Location labeling records
§
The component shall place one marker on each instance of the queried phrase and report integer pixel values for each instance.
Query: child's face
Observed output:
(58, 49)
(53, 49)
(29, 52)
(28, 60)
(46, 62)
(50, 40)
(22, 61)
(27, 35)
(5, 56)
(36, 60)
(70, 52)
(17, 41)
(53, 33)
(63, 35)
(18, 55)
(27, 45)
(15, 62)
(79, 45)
§
* [Description of the task] Please write out the listing again, switching "Observed output" to "Reported output" and leaving everything else unchanged.

* [The completed task]
The component shall place one marker on each instance of the queried phrase and report integer pixel values for each instance.
Query: child's face
Reported output:
(58, 49)
(53, 49)
(29, 52)
(28, 60)
(46, 62)
(50, 40)
(22, 61)
(27, 35)
(5, 56)
(36, 60)
(70, 52)
(17, 41)
(53, 33)
(63, 35)
(18, 55)
(27, 45)
(15, 62)
(79, 45)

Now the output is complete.